◆ OBJECTIVES
**A.** According to the Senate speech excerpt, which former senator introduced a private senator's bill about the Parliamentary Approval of Treaties Bill, and which state did she represent?
**B.** Summarize the Senate speech excerpt in two sentences.
**C.** Extend the Senate speech excerpt, picking up from where it stops.

---- EXCERPT PROVIDED

Senator RIDGEWAY (4:11 PM) —by leave—I wish to respond to what Senator Cook refers to as bragging rights in the context of the process that the Senate Foreign Affairs, Defence and Trade References Committee is going through. Senator Cook has been around this place for a long time and he would be well aware of the position that has always been adopted by the Australian Democrats on matters of this sort. I refer first of all to the position taken by the former senator for New South Wales Vicki Bourne in her private senator's bill about the Parliamentary Approval of Treaties Bill.

There has been some confusion about whether Senator Cook regards this motion as being inconsistent with the processes undertaken by the committee. I am well aware that the committee is looking at these particular types of issues. I am well aware that the committee has also made it clear—or at least from discussions that I have had with members—that it is highly unlikely that the role of the parliament will be improved in the context of debating and ratifying any treaties that are dealt with by the executive of government. I certainly respect the views that have been put forward by Senator Cook, but I think that it is a cheap shot to suggest that we are talking about bragging rights here.

--------
---- DATA LINES

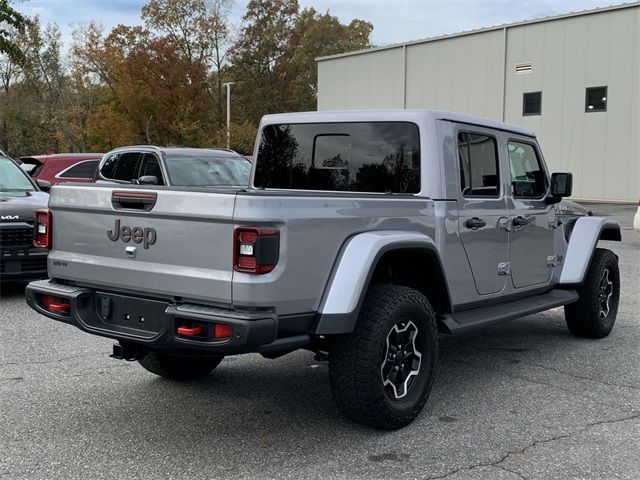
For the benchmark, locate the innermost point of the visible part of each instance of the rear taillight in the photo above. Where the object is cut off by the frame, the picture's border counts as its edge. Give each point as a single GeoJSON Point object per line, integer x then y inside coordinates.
{"type": "Point", "coordinates": [42, 229]}
{"type": "Point", "coordinates": [255, 249]}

--------

◆ TASK RESULTS
**A.** Vicki Bourne, a former senator for New South Wales.

**B.** Senator Ridgeway responds to Senator Cook's talk of bragging rights about the Senate Foreign Affairs, Defence and Trade References Committee's process by pointing to the Australian Democrats' long-held position, including former senator Vicki Bourne's private senator's bill. He says he knows the committee is examining these issues and that, from his discussions with members, it is highly unlikely to improve parliament's role in treaties dealt with by the executive, and he calls the bragging-rights suggestion a cheap shot.

**C.**
These types of motions have been moved on a number of occasions and, whilst the executive does have the power to make treaties, there is a need to respect the role of the parliament in scrutinising its actions and in making recommendations to further the interests of the Australian people. The principle that is sought is one no different, no more, no less than that which currently exists in relation to the US Congress. If the Americans seem to think that it is okay for them to go down the path of authorising their President to deal with fast-tracking trade agreements, keeping in mind that they have an opportunity to deal with full ratification through the Congress, then it is seems highly appropriate in this circumstance. Whilst there are virtues and deficiencies that we can talk about in relation to how the US parliamentary system might work, the reality is, at the end of the day, that this parliament ought to have a role in relation to ratifying any treaty that is dealt with by the executive of government.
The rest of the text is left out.